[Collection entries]
_ _ _ _
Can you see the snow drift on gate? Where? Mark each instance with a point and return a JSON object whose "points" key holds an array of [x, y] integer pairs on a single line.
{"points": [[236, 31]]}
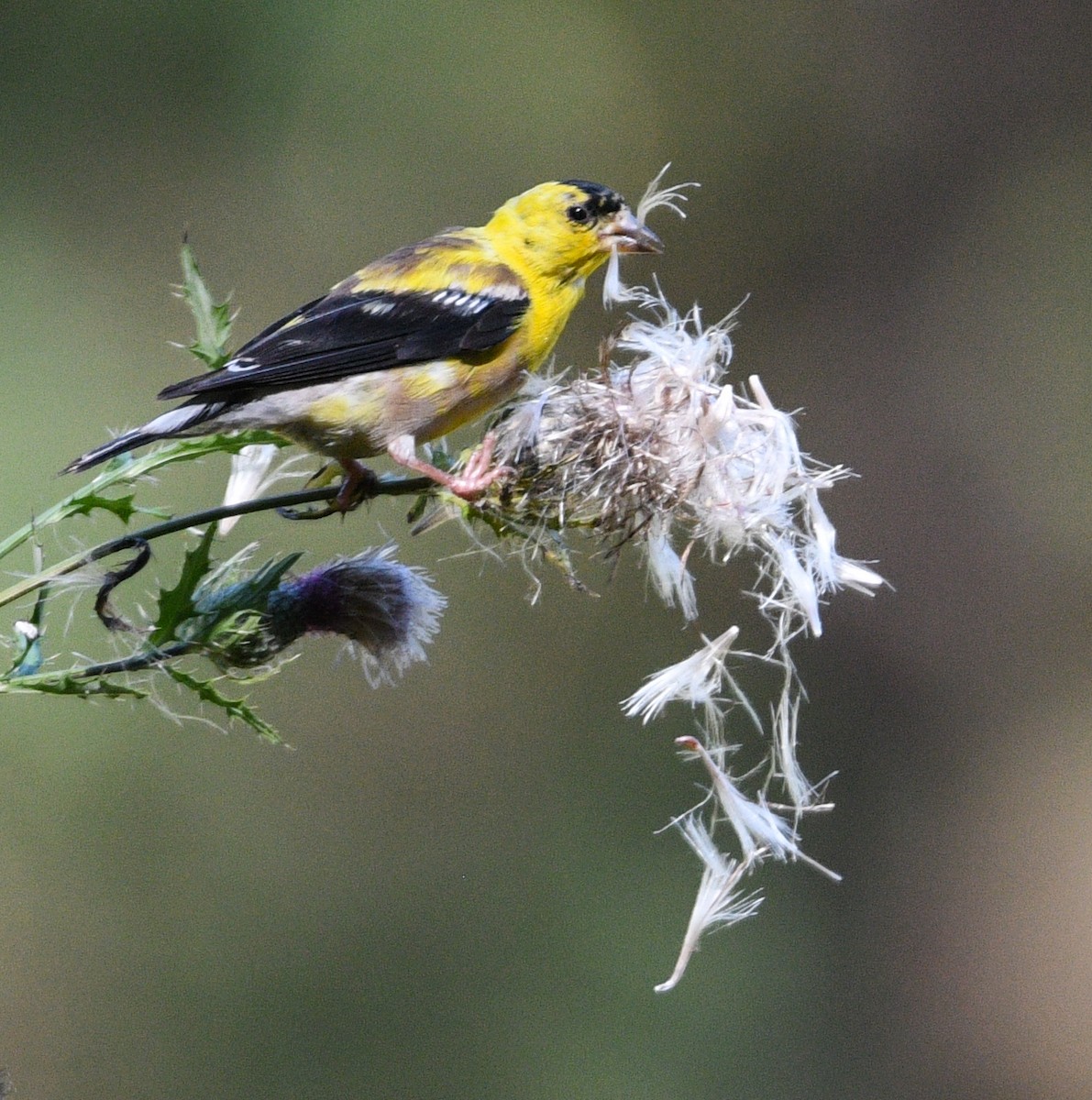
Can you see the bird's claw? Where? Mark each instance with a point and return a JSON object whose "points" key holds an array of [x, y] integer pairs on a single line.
{"points": [[358, 484]]}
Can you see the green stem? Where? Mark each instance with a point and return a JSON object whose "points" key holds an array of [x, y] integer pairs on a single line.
{"points": [[387, 485]]}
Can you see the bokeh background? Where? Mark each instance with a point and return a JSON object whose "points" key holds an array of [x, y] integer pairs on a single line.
{"points": [[453, 888]]}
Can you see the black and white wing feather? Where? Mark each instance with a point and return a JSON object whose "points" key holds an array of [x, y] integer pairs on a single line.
{"points": [[342, 335]]}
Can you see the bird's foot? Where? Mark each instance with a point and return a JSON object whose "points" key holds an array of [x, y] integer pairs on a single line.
{"points": [[470, 482], [358, 484]]}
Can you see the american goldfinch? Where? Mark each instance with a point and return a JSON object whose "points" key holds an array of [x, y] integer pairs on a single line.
{"points": [[414, 345]]}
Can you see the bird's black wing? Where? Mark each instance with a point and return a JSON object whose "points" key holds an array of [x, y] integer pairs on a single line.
{"points": [[353, 334]]}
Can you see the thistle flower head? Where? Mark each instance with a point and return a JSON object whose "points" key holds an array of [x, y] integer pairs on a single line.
_ _ _ _
Your goal: Look above for the line containing "Can you see the bokeh", then transcribe it and all lines after it through the last, exactly and with nothing else.

Result for this task:
Can you see the bokeh background? Where? Mark each instance with a point and return a JSON object whose "points" key holds an array of [x, y] integer pairs on a single line.
{"points": [[453, 888]]}
Can you see the black and white wing feather? Where? Mark each instance with a point and return a JSON object whose "points" key holds an array of [x, y] integer pairs on a single line.
{"points": [[342, 335]]}
Can you see the bird's foot? Where? Mark each instance with a point and return a JSON object whose "points" key holds an array of [x, y] integer pairs on a single line.
{"points": [[470, 482], [358, 484]]}
Can you see the american goldfinch? Where? Mark each instance with a point and return a JSON object whose "points" key holds an array of [x, y] integer pairs on a single line.
{"points": [[414, 345]]}
Can you see the bird's black wing? Where? Mark each instance with a point and return a JSON object whose "points" key holds an array of [x, y] integer pairs on a single line.
{"points": [[353, 334]]}
Can you see the thistle flower head? Where? Mark each instance with a point and return a JSON object whose "points" key holds an array of [x, y] integer pairs on a single line.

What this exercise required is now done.